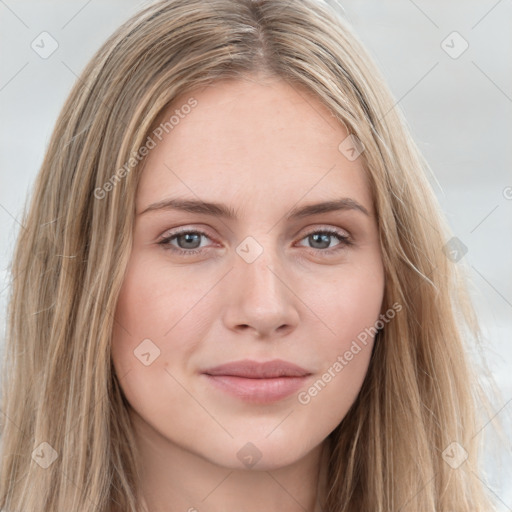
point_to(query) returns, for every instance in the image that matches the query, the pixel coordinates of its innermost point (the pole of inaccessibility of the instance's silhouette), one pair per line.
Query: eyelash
(345, 241)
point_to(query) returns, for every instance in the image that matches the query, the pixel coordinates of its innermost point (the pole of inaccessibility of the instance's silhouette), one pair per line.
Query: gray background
(458, 110)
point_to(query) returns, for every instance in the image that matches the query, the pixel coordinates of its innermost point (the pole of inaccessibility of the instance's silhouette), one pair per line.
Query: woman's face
(232, 265)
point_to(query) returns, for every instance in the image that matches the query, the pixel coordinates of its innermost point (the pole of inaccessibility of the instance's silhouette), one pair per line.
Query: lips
(258, 382)
(255, 370)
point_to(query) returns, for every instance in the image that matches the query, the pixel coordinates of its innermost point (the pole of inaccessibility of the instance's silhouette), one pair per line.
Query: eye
(321, 240)
(189, 241)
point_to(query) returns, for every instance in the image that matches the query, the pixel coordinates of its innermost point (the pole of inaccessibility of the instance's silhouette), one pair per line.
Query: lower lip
(257, 390)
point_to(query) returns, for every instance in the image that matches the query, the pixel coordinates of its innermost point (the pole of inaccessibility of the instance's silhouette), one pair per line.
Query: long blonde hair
(61, 397)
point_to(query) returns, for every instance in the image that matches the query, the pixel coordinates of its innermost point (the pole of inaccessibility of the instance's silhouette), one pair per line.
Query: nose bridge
(260, 297)
(260, 265)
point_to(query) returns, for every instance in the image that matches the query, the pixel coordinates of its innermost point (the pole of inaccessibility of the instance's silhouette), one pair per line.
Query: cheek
(348, 307)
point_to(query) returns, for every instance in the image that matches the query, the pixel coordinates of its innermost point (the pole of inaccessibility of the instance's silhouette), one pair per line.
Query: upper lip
(258, 370)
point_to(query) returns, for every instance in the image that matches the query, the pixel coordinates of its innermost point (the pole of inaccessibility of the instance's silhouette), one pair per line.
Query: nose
(261, 297)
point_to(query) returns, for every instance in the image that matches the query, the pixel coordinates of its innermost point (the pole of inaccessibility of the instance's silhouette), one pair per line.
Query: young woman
(232, 289)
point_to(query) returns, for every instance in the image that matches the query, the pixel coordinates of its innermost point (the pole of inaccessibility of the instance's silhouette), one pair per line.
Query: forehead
(256, 141)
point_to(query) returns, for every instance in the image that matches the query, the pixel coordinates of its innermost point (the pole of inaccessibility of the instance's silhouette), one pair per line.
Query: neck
(176, 479)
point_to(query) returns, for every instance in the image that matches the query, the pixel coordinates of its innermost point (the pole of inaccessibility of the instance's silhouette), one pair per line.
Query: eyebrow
(221, 210)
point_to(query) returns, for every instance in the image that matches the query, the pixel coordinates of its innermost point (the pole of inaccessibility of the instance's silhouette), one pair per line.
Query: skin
(262, 148)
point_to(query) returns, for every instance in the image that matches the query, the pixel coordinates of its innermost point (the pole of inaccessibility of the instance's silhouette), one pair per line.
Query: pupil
(325, 237)
(189, 239)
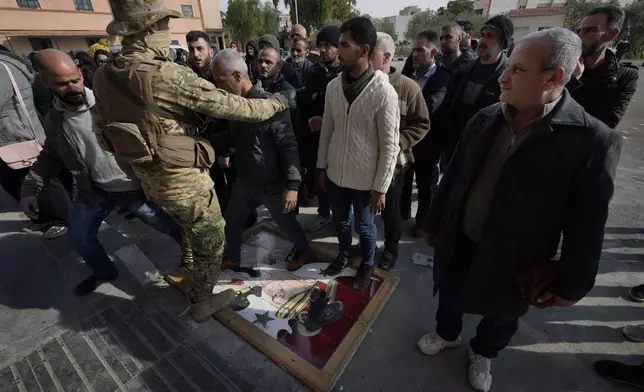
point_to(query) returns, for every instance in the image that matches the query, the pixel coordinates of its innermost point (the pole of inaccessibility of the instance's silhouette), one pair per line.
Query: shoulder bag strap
(19, 96)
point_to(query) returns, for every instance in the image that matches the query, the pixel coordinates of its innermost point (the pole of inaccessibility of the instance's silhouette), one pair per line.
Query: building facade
(31, 25)
(401, 20)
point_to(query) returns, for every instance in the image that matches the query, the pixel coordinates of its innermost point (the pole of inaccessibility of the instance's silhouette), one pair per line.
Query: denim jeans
(391, 215)
(342, 200)
(246, 198)
(86, 220)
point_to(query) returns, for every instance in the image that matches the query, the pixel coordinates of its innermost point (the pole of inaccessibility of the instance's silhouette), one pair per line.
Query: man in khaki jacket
(414, 125)
(150, 112)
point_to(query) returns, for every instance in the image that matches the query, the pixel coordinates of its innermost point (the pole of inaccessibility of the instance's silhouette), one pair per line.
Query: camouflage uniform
(181, 101)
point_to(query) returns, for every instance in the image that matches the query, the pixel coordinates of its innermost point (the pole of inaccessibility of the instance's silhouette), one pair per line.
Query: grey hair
(279, 55)
(386, 43)
(564, 49)
(230, 60)
(457, 27)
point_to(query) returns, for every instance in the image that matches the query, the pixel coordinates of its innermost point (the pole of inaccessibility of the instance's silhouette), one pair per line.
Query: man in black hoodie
(311, 104)
(268, 166)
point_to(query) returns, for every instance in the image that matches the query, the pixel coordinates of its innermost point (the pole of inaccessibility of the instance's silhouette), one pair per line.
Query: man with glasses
(602, 85)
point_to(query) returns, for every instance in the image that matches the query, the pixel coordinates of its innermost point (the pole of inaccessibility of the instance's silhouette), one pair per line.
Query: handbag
(22, 154)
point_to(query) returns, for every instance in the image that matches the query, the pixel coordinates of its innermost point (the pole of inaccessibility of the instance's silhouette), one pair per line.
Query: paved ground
(129, 338)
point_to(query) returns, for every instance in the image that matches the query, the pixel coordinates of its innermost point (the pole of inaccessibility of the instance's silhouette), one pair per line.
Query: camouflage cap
(134, 16)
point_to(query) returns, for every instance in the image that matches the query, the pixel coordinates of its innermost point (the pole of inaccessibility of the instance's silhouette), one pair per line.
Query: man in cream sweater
(359, 145)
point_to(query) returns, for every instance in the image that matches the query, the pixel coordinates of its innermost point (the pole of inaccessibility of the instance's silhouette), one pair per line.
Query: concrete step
(131, 346)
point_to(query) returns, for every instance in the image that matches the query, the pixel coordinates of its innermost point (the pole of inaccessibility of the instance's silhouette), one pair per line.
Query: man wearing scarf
(359, 145)
(149, 112)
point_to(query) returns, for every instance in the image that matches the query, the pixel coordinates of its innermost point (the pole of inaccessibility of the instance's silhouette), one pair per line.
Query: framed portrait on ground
(308, 323)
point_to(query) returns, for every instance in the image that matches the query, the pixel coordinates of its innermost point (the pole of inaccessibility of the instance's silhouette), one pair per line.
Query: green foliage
(386, 26)
(577, 9)
(251, 18)
(433, 20)
(315, 14)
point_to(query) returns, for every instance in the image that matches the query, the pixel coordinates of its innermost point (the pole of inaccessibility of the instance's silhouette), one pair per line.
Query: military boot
(322, 312)
(203, 310)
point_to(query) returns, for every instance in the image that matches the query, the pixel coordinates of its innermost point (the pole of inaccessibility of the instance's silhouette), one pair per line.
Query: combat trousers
(203, 234)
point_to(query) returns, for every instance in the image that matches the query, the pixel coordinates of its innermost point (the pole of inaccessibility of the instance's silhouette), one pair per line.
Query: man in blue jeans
(268, 165)
(101, 182)
(359, 145)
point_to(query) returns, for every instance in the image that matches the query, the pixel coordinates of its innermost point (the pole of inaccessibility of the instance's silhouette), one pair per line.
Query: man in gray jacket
(101, 182)
(15, 127)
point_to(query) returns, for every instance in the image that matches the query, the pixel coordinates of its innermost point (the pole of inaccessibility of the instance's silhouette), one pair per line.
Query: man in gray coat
(15, 127)
(527, 171)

= YOUR TASK =
Leaving out every picture, repeat the records above exactly as they stand.

= RESPONSE TO THE EXERCISE =
point_to(query) returns, for every instance in the image that matches the query, the pixel coordinates of its innermost point (the pole of inaccessibility of the instance's silhouette), one pair per line.
Query: eyelash
(345, 241)
point_to(query) returns, for every instance in the image that matches the query, the pixel coordinates of its innermost point (the pole of inaccessibility of the instance's silhouette), one pair per line.
Query: gray background
(458, 110)
point_to(query) returns, for every instance in the image that matches the query, the pixel coordinates of its innermost point (the pole of inaccessibility of the instance's silhouette), one pair per line.
Query: woman's face
(232, 265)
point_to(query) returns, for every instance in the image that matches the query, the pixel coordinates of its innermost point (the pole of inaccessibility of the instance's silhouette), one pair per line.
Query: lips
(258, 382)
(255, 370)
point_to(query) returns, for every instance in the image that matches the query, the pixel coordinates of its innermost point (the pole of inaccessibility of the instance's silhouette), one pair per line.
Query: eye
(321, 240)
(189, 241)
point_to(query) returns, for every instance in the image that matches the query, the pixel coordinates of its innermost point (the pole of inaccessibility of the instance's silhouette), one pair per line.
Query: lower lip
(257, 390)
point_to(query) returns, for every instance in the image that matches the query, the pixel coordinates of its innermost point (the pole of inaccessibility of the instance's silhouette), one pair per line.
Query: long blonde hair
(61, 397)
point_to(query) returns, for every instance in the image that matches the query, the pixel coordinates of its innermost point (the pole of inaccessibility of the instance's silhouette), one pair per line.
Query: nose bridge
(260, 297)
(260, 265)
point_to(query) returns, for every instance in the image that matches the query, the pixel coordinates of its innermost point (the pole of inaccessibility of the instance's silhouette), one pair per line.
Query: cheek
(348, 307)
point_to(query) returns, for every instance in the image that matches the query, the pixel coordinates of its innermost point (the pole of inaccessibility of the instance's silhouette), one pair per line.
Query: upper lip
(258, 370)
point_to(query) returns, for every instance in the image that matches the query, the pixel coordinates of its innermost point (the pole of inaccessibility of the instance's silhouette), one pair per line.
Query: nose
(261, 297)
point_to(query) returns, for every instance in the image that matches the query, the pixel coordinates of its innermost point (the pole of inaccessibility of the instance's silhouette), one pair per line.
Query: young woman
(232, 289)
point_to(query) returns, for every instance in the image that matches the query, the pixel coordinates of its innermost point (the pole of inaccessibility of the instance's silhouette), one pair per line.
Query: forehead
(256, 141)
point_to(query) returns, for every instance in the image that matches the query, the pixel coordinates of its innermost point (the pole of inaccessibility of the instance's silhouette), one pair per line.
Query: neck
(176, 479)
point_to(query) returns, for every instance in the image that matches the query, the pixel coordinates of its innermost point (the pole of inaccessibility of the instance's silhouette), one pair per line.
Query: eyebrow
(221, 210)
point_to(query) returns, for every instance in the image that matches the query, the pixel coordinates of its innermost point (the pole of inaccessibility of the instance's silhouette), one pair per line.
Query: skin
(262, 148)
point_to(query) returns, for every instance in the image that matches the query, the pixel coordinates of its innermost point (the pole of inaccessibility of the instance's silhouette), one pair per line.
Query: pupil
(325, 237)
(189, 239)
point_to(query) returns, for every instance in the image that matches the query, the pixel coordinates of its innermost point (the pole of inaccessibility of the instance's silhouette), one pair per line.
Query: shoulder bag strap
(19, 96)
point_to(query) returns, for every instance in the image that matches the query, the pixel coordinates of its innermost point (the pole of inaccessibility of the instance's silhouette), one pair per line.
Query: building facade
(31, 25)
(401, 20)
point_to(query) returns, for every instance in the image that matches the query, the pixel coordinates of its innermost point (the pole of inaccessibility of the instance's silhouette), one pair per line.
Query: denim jeans
(391, 215)
(342, 200)
(246, 198)
(86, 220)
point_to(query) returns, for every instance in the image that matches the query, the pixel coordinates of its innermost point (the pole of inaccessibility of the instance's silhouette), one pair per line.
Query: man in khaki jacket
(414, 125)
(150, 112)
point_to(query) returns, for every instance in the image that matches the query, the pixel coordinates of its innermost point (the pole of inaccessibility of the instance's silhouette), one pair per line.
Query: camouflage uniform
(181, 101)
point_to(query) returns, for every instance in the image that matches the query, the pixel coordinates of its innermost point (the pole of inaccessibility of the instance's silhouette), one pair per line.
Query: grey hair
(279, 55)
(386, 43)
(564, 49)
(230, 60)
(457, 27)
point_to(query) returns, for every instance in the image that matches the query, the pixel coordinates of its innermost point (the pole of inaccessibility of the instance's silhouette), one pair per line.
Query: man in black hoodie
(311, 104)
(268, 166)
point_to(query) returns, for every instance in the image that matches the query, the pixel coordinates of its innermost point (the pole of inaccessibility of the instance's silhouette), one pair per line.
Query: man with glasses
(602, 85)
point_to(query) returns, for every instance in the image that matches the query, the pixel coordinates of its innermost point (the pole of inaccessibility of the instance's silhouette), one pair per line.
Query: handbag
(22, 154)
point_to(query) returns, for every instance in the image that matches the query, the pixel coordinates of its innermost point (the pole of inaccessibility of the instance's silhouette), one pair per line.
Query: paved ground
(129, 338)
point_to(query) returns, for every instance in the image that matches the query, the pixel coordinates of its innermost point (the pole of inaccessibility of the instance's silhouette), one pair per line.
Query: camouflage cap
(134, 16)
point_to(query) returns, for every instance in the image that matches the query, the pixel coordinates of its innermost point (the pole of inaccessibility of the instance's silhouette), one pair per line.
Query: man in cream sweater
(359, 145)
point_to(query) returns, for every instance in the image that matches the query, the pixel coordinates of its innermost point (the pole of inaccessibility of the instance's silhouette), one pair per line.
Query: concrete step
(131, 346)
point_to(query) returns, for every instance in the image that matches the query, the pixel coordinates of its innermost point (the pole of inaccessibility of the instance's silhouette), one pair per line.
Query: man wearing scarf
(359, 145)
(149, 112)
point_to(query) returns, for every instance in the image that matches the query, the pixel coordinates of its innermost point (the pole of inaccessibility of the instance's silhouette), one pair per line.
Query: framed portrait on ground
(308, 323)
point_to(query) returns, for every instance in the image that matches the query, the pixel coordinates of its innermost point (the pole of inaccessibility of the instance's silhouette), one pair per line.
Query: green foliage
(386, 26)
(577, 9)
(251, 18)
(433, 20)
(315, 14)
point_to(query) returns, for every instance in the image that matches the query, the pixel coordinates of its innermost point (the pole of inaccessibility of the instance's silhouette), one pair per line.
Query: military boot
(322, 312)
(203, 310)
point_to(query) returns, for every instance in the image that matches the query, the pixel coordinates of its innermost point (the pole of inaccessibility of the instance's silhouette), one pair per line.
Query: combat trousers
(203, 234)
point_to(query) returns, for every instance in the image that matches the query, the pixel coordinates of its innermost point (the pole of inaccessibility of the instance's silhouette), one pair per line.
Query: man in blue jeans
(268, 165)
(101, 182)
(359, 145)
point_to(query) returns, for every instance in the image that matches the query, the pixel coordinates of its innermost point (the pole of inaccessibility of the instance's silhouette), one pair per line.
Query: man in gray jacket
(101, 182)
(15, 127)
point_to(query) returns, for every instance in the image that matches the query, the pixel coordinates of its innermost point (the pole of inaccessibility of the instance's silhouette), one pair per line.
Query: man in gray coat
(15, 127)
(527, 171)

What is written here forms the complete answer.